→ **EXERCISE GOAL**
Every record should be written out exactly, with the pictures left out.
══════════
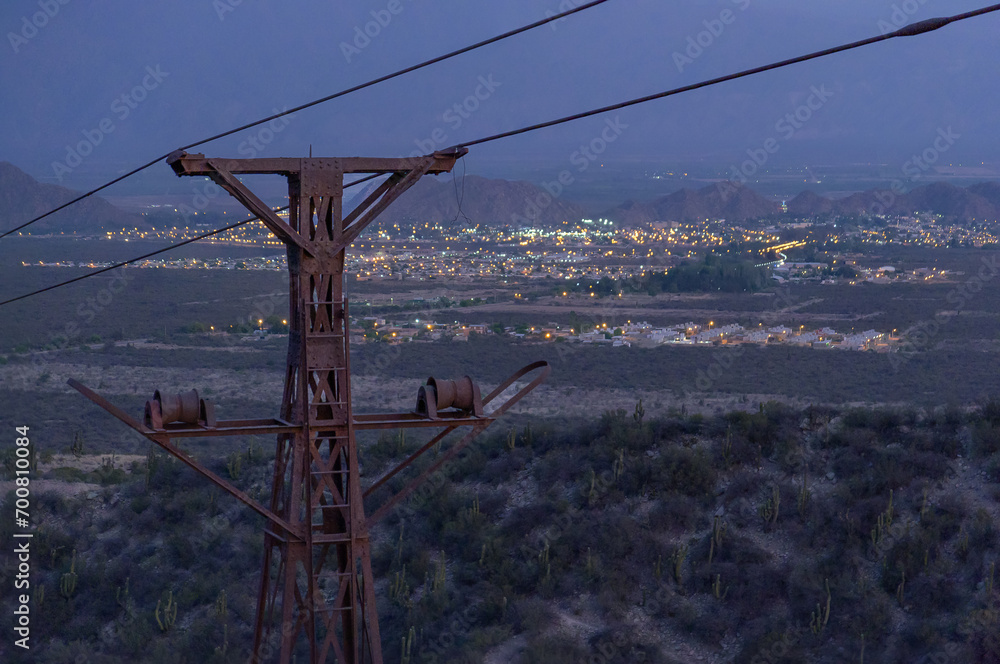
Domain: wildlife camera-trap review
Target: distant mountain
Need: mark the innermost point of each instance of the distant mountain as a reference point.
(734, 202)
(22, 197)
(724, 200)
(980, 201)
(484, 201)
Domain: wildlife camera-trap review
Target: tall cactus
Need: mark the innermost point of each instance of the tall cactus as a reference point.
(819, 617)
(166, 612)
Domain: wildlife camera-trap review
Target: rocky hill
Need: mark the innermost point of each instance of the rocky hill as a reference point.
(978, 202)
(724, 200)
(483, 201)
(22, 197)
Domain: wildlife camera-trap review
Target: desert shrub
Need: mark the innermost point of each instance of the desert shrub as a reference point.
(685, 471)
(674, 513)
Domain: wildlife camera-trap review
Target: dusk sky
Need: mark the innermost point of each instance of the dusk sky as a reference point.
(210, 66)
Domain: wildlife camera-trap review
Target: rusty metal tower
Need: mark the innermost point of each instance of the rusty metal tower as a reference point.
(316, 579)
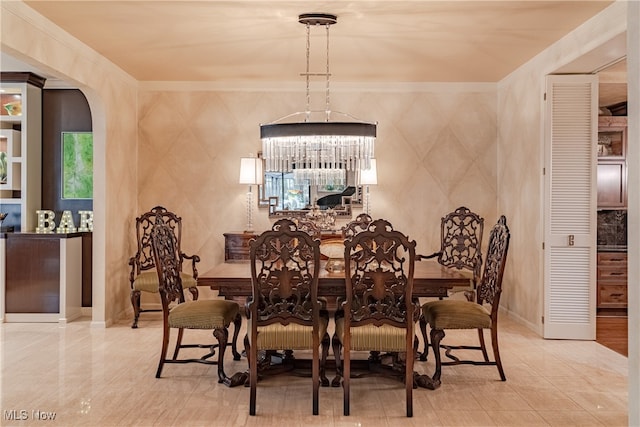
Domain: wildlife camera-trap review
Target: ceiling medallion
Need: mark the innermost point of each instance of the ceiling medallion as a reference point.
(318, 151)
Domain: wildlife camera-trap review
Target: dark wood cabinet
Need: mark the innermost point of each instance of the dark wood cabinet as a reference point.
(612, 283)
(236, 246)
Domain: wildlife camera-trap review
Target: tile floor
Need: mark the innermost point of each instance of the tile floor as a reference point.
(105, 377)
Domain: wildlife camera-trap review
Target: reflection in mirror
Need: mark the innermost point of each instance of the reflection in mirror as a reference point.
(283, 196)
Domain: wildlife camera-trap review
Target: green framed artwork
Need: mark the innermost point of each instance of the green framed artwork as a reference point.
(77, 165)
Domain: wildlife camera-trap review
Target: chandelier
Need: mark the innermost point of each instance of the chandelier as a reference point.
(318, 151)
══════════
→ **TASK OUTPUT**
Domain: wildlife camera-trap review
Target: distant mountain
Need: mark the innermost point of each instance of the distant mountain as a reference point.
(734, 202)
(22, 197)
(724, 200)
(980, 201)
(484, 201)
Domain: wildlife camera-trap review
Target: tall cactus
Need: mark the innermost point of each instance of the tall cactus as a reference point.
(819, 617)
(166, 612)
Domain: wildlife camera-trap review
Target: rocky hill
Need: mark the innermost point of each instance of the rocky hill as a reference point.
(978, 202)
(724, 200)
(483, 201)
(22, 197)
Domain: wildlife camera-trap review
Target: desert shrub
Need: mark the innermost point of each instance of the desert shrub as a reference point.
(685, 471)
(674, 513)
Domain: wildlife camera-trap review
Target: dusk sky
Need: mark the innermost point of each instance of the dusk sky as a reference point.
(210, 66)
Domain: wildlife camera-trap review
Target: rusty metal tower
Need: mark the innermost point of each instance of the rusty metal tower as a reference point.
(316, 579)
Domain: wildlife camera-trap review
Target: ceiling medallion
Need: mark the innermost point of each instance of the ceiling medallion as a reference point.
(318, 151)
Domain: wildlife camera-trap review
Target: dark wood cabinet
Need: mark the innermost point of each instance of the dark wood cabinet as a reference point.
(612, 283)
(236, 246)
Domain: wildlife camera-trap review
Target: tile floor
Need: mark the innermost point of each instance of the tile floor as a reference point.
(105, 377)
Domain: wildlife camera-trap review
Target: reflection in mirror
Need: mark the innermost point of each instance of the reflection in mirror as a reference point.
(283, 196)
Domain: wildlife camera-trap review
Target: green framed artwork
Need: mark the innermost point of each instance of the green framed artwork as a reference point.
(77, 165)
Domain: wildlife camera-trap review
Target: chandelier
Need: mark the innermost point of each instance of the chandelier as a reference point.
(318, 151)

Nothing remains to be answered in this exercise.